*** ТЕКСТ ДЛЯ ЧТЕНИЯ

Многие математики по своим взглядам являются платониками (то есть последователями философии Платона об идеальных формах): они считают, что числа и математика обладают собственной жизнью, независимой от реального мира. Числа, уравнения, геометрические фигуры и такие идеи, как совершенная окружность или совершенный квадрат, находятся в среде, существующей независимо от нашей Вселенной. Некая сущность, внешняя сила – Бог – должна была сотворить все эти концепции, существующие реально и вне зависимости от людей. Такие науки, как физика, космология, химия и биология, пользуются уравнениями и другими математическими конструкциями платоновской Вселенной. В свою очередь уравнения и другие математические правила тоже должны были откуда-то взяться. Если эволюция создала жизнь, то кто создал математические правила эволюции? Пусть даже законы квантовой механики смогли породить Вселенную, но кто установил математические правила квантовой механики? Законы не могут «возникнуть» сами по себе – кто-то или что-то должны были их создать.
Математика – это не физика. Несмотря на историческую связь между ними, которая восходит к временам Галилея и даже к более ранним эпохам, между этими двумя дисциплинами существуют фундаментальные различия. Ключевая разница – это реальность. В чистой математике мы можем создать любую реальность, просто отталкиваясь от некоторых основных и часто произвольных допущений. Например, в геометрии мы определяем точку и линию.
Из базовых определений, аксиом, математики могут построить целую теорию, доказывая результаты, называемые теоремами, леммами или следствиями, используя логические правила и методы. Однако после того как теорема доказана, математику не требуется и дальше доказывать ее истинность. Ее утверждения считаются верными вне зависимости от физической или иной научной реальности и даже от метафизических рассуждений. После доказательства теорема получает право на существование, она просто есть. Все последующие результаты лишь дополнят теорему, но ни в коем случае ее не заменят.
Физика и другие отрасли науки в этом фундаментальном вопросе отличаются от чистой математики. В физике результат, считавшийся какое-то время верным, всегда может быть заменен более поздним результатом, который теоретически или экспериментально лучше объясняет реальность. Классический пример из астрономии: модель Солнечной системы Коперника сменила модель Птолемея, которая оказалась неадекватной реальности. Точно так же Общая теория относительности Эйнштейна заменила механику Ньютона в том, что касалось теории гравитации. Хотя при скоростях, существенно меньших скорости света, механика Ньютона превосходно описывает реальность. Упомянутый выше пример регулярного смещения перигелия планеты Меркурий в процессе ее обращения вокруг Солнца показывает, что объяснить это смещение можно только на основании Общей теории относительности. Стоит также упомянуть, что система глобального позиционирования (GPS) не смогла бы работать без постоянной электронной корректировки из-за релятивистских эффектов. Поэтому верным является утверждение о том, что Общая теория относительности заменила механику Ньютона как «истинная» теория гравитации. Возможно, это будет до той поры, когда появится более общая теория, объединяющая квантовую механику с теорией относительности.

******
*** ИСХОДНЫЕ ДАННЫЕ

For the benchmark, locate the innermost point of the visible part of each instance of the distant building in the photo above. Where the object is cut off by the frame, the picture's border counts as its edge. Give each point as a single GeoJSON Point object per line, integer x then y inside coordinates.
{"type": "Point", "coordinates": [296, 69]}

******

= ЧТО СДЕЛАТЬ =
a. Какая модель Солнечной системы, по тексту о математике и физике, пришла на смену модели Птолемея?
b. Продолжи текст о математике и физике, начав сразу после его последнего предложения.
Список здесь никак не используется.

= ОТВЕТЫ =
a. Модель Коперника.

b.
Более того, в физике мы требуем экспериментальных доказательств всякой теории для того, чтобы адекватно ее оценить. Как правило, мы строим теорию, состоящую из математического уравнения или набора таких уравнений в сочетании с другими параметрами (например, начальными условиями). Потом мы используем эту модель (уравнения и дополнительные параметры) для того, чтобы сделать какие-то предсказания относительно новых явлений. Если и когда эти предсказания точно соответствуют результатам эксперимента, мы говорим, что теория доказана – до того момента, когда появится следующая теория, способная лучше предсказывать результаты экспериментов. В таком случае новая теория заменит старую.
Однако математика имеет особенные, и весьма таинственные, отношения с физикой и в какой-то степени с другими науками. Математика отлично помогает описывать физическую Вселенную, что невозможно при ином, не математическом подходе.
В своей книге «Путь к реальности»[16] Роджер Пенроуз рассматривает отношения трех сфер – математики, физической Вселенной и человеческого разума. Пенроуз прибегает к знаменитой аллегории Платона: к истории находящихся в пещере невольников, которые не видят ни входа, ни внешнего мира и вынуждены поэтому судить о нем по теням на стенах пещеры. В каком-то смысле современная физическая наука следует этому принципу: то, что мы наблюдаем и на основании чего делаем выводы о природе, основано лишь на «тенях» скрытой реальности, которыми только и может ныне оперировать наука. Эту идею мы уже обсуждали в контексте квантовой теории.
Известно, что были проведены квантовые эксперименты, связанные в большинстве своем с квантово-механическими взаимодействиями и современными модификациями опыта Томаса Юнга, где было показано, что реальные или потенциальные знания экспериментатора могут повлиять на исход эксперимента. Например, если в ходе опыта с двумя прорезями на траекториях частиц установить детекторы, то выяснится, что частица «выбирает» только один из двух возможных путей, и, следовательно, мы не будем наблюдать никакой интерференции на втором экране. Если же детекторов нет, то экспериментатор попросту не знает, по какой траектории пойдет частица, и она пойдет по обоим путям и будет интерферировать сама с собой. Из этого странного результата следует, что разум каким-то образом взаимодействует с природой.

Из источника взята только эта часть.